[Start of Attachment]

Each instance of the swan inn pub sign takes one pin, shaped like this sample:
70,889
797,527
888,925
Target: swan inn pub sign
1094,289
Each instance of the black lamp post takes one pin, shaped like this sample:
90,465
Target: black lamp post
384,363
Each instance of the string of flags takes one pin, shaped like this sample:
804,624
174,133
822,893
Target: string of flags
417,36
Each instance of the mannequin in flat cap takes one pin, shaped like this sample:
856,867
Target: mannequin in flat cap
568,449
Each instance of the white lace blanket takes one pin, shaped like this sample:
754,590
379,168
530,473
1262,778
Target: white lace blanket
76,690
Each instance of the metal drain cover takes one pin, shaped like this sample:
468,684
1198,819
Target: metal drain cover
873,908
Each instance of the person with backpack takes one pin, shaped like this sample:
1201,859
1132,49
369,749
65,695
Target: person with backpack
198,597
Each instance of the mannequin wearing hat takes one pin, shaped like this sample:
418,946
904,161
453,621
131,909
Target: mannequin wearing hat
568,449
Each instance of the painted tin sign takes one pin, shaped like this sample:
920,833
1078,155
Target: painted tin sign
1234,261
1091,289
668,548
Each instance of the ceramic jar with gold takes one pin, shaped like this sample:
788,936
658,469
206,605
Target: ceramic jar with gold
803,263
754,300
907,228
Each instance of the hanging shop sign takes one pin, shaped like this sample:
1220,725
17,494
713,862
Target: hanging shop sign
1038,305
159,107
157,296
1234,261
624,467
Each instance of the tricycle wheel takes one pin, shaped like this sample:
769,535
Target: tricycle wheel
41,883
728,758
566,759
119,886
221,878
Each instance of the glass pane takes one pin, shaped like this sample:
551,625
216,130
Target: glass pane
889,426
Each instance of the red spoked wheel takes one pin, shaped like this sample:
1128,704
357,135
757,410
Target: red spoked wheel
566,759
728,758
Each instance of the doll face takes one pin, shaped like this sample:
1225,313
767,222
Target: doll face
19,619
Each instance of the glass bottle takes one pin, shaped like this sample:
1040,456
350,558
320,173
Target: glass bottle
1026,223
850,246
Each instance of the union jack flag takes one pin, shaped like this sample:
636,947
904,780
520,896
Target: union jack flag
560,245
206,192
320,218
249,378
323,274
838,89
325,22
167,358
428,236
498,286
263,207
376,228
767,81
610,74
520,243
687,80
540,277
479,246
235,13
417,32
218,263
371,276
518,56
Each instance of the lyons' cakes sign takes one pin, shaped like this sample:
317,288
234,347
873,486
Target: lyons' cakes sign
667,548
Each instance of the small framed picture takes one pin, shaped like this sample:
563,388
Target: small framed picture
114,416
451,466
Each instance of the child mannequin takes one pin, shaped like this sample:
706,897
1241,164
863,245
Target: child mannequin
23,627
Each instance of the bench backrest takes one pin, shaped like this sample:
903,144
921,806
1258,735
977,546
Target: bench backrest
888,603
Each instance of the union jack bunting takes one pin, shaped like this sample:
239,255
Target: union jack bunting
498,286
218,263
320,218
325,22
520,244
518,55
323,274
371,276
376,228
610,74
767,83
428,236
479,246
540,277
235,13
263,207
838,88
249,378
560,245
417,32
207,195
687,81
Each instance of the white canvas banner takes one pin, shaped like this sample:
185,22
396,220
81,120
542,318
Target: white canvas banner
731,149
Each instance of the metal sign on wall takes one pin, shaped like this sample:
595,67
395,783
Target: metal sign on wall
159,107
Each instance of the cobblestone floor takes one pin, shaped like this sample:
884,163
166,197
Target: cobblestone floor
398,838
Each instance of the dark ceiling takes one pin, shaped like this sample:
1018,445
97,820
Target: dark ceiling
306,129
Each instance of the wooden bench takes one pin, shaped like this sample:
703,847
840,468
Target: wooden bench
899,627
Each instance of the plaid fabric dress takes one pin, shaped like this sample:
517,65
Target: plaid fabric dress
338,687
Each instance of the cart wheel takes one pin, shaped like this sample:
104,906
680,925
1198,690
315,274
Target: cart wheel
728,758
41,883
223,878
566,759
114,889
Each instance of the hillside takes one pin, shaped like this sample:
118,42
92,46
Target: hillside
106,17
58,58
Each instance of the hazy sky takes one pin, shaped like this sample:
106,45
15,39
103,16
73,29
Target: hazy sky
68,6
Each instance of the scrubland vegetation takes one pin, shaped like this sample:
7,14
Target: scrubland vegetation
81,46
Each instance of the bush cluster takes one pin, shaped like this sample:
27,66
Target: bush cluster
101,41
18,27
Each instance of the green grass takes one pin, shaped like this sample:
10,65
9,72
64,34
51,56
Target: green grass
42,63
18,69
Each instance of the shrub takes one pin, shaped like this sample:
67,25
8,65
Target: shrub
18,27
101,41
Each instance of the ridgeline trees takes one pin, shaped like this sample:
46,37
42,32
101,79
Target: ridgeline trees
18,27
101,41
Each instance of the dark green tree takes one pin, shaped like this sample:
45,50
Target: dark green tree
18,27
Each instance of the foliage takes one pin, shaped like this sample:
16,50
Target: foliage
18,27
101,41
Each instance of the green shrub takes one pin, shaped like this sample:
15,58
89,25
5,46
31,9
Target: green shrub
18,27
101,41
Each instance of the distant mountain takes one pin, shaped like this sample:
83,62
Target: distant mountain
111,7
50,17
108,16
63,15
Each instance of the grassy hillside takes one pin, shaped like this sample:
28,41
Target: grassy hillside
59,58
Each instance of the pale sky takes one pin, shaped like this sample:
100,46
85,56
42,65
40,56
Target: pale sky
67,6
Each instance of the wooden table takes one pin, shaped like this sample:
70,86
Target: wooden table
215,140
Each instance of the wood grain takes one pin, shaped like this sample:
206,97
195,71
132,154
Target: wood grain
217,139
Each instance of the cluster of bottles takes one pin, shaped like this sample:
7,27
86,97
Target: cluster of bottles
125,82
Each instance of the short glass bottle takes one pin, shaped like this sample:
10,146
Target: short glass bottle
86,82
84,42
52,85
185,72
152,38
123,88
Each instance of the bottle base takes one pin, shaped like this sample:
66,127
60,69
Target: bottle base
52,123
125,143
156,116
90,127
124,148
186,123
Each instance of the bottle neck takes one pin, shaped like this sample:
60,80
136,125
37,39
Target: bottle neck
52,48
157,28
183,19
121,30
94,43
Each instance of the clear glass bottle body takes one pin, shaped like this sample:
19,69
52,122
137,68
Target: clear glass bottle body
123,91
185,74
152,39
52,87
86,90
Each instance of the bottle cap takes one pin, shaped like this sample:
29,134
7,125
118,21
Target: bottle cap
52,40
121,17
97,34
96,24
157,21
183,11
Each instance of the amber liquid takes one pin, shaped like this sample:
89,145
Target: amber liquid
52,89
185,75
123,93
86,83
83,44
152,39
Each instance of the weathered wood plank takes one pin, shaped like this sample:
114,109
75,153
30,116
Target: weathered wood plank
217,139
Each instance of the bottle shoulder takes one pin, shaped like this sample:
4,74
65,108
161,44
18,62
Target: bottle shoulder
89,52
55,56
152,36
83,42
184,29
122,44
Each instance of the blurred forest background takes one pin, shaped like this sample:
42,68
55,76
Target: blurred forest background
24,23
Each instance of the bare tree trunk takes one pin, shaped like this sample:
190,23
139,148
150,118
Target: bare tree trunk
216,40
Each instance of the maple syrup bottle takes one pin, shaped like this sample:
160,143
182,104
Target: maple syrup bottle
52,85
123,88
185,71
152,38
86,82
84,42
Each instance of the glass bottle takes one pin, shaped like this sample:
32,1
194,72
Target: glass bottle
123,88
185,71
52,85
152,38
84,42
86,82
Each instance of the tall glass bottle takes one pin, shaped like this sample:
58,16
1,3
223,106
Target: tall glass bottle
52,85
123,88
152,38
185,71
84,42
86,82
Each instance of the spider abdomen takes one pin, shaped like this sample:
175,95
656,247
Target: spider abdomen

[End of Attachment]

What the task requires: Determine how many lines of the listing above hold the word "spider". Report that number without anything else.

Written response: 2